Supplied material:

'''

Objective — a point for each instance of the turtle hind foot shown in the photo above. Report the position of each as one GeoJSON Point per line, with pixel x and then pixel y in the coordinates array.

'''
'''

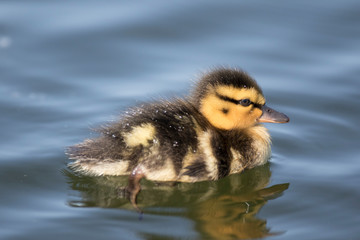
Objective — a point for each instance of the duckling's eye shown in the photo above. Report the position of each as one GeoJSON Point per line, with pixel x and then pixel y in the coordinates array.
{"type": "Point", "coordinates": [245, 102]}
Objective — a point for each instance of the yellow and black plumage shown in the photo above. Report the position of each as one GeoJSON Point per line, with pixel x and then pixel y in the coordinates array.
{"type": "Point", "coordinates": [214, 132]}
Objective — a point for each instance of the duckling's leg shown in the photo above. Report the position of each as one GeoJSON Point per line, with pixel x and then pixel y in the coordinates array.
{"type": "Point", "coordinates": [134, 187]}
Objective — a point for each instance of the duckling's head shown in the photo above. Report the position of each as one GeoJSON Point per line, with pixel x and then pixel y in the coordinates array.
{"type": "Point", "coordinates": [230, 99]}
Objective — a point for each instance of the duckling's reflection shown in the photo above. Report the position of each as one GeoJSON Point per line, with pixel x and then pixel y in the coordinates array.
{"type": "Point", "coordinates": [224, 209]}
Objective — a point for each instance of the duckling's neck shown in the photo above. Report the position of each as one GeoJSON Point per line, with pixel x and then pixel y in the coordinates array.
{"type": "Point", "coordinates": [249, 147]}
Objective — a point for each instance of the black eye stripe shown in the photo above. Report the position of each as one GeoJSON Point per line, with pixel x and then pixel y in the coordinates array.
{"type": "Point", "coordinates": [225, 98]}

'''

Job: Identify each line in the material above that contains the string "black" and copy those lines in full. Case counts when matching.

Correct result:
Objective — a point for each instance of the yellow and black plumage shown in the photo above. Report the position of each as one GeoJSON Point per line, with pixel x and then pixel y in the coordinates array.
Objective — a point for each instance of the black eye stripe shown in the photo above. Report the position of each as one GeoJSON Point per line, with pixel x and then pixel y in the coordinates array.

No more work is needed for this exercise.